■ DIRECTION A ■
Copy the part of the unemployment article starting with "READ: Zuma to" and going on through "6.2 million people.".

■ GIVEN PASSAGE ■
• • •
The reality of unemployment through the eyes of a Weltevreden Park resident

The unemployment rate in South Africa has increased by 1.2 per cent. Photo: File

 

Local resident, Ashley Penhall (33), has been unemployed for the last nine months.

It is not for lack of trying that Penhall finds himself without a job and living with his father. Penhall grew up in Weltevreden Park and attended Allen Glen High School. When he matriculated he worked at a local gym for a year before the business folded.

He had saved up enough money so that he could study at the Travel Learning College in Randpark, where he was unable to finish his degree due to personal circumstances.

Since then he said he claims he has had bad luck in the workplace. As money is already an issue, Penhall explained that he, along with other job seekers known to him, take what he calls, desperation jobs. These jobs do not pay well but are close to home and do not create other expenses, such as petrol costs or the printing of a CV.

Penhall sees himself as a minority in the country and is unemployed, which makes him wonder how many other people are out there who might not have the same support and who are struggling even more than he is.

READ: Zuma to blame for lack of jobs – Maimane 

According to statistics released by Stats SA, the first quarter of this year revealed unemployment rose by 1.2 per cent, which amounts to 6.2 million people.
• • •
■ RECORD SET ■
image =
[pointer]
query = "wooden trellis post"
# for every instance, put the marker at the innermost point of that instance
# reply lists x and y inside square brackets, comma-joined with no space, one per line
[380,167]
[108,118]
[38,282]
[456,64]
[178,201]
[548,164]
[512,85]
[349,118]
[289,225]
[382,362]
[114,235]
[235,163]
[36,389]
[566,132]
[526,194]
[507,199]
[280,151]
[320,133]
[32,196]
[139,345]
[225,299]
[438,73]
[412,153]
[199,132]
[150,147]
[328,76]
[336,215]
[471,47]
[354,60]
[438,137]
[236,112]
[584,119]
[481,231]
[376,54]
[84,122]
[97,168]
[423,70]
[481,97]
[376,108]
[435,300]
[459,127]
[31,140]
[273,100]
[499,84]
• • •
■ DIRECTION B ■
Write out all of the rows above again, requests included, raising every x and y coordinate in the answers by 141.

■ WRITTEN ANSWER A ■
READ: Zuma to blame for lack of jobs – Maimane 

According to statistics released by Stats SA, the first quarter of this year revealed unemployment rose by 1.2 per cent, which amounts to 6.2 million people.

■ WRITTEN ANSWER B ■
image =
[pointer]
query = "wooden trellis post"
# for every instance, put the marker at the innermost point of that instance
# reply lists x and y inside square brackets, comma-joined with no space, one per line
[521,308]
[249,259]
[179,423]
[597,205]
[319,342]
[689,305]
[653,226]
[490,259]
[430,366]
[523,503]
[255,376]
[376,304]
[177,530]
[707,273]
[667,335]
[648,340]
[421,292]
[461,274]
[173,337]
[280,486]
[366,440]
[579,214]
[553,294]
[340,273]
[291,288]
[469,217]
[477,356]
[612,188]
[495,201]
[579,278]
[377,253]
[725,260]
[622,372]
[517,195]
[225,263]
[238,309]
[564,211]
[622,238]
[517,249]
[576,441]
[600,268]
[172,281]
[414,241]
[640,225]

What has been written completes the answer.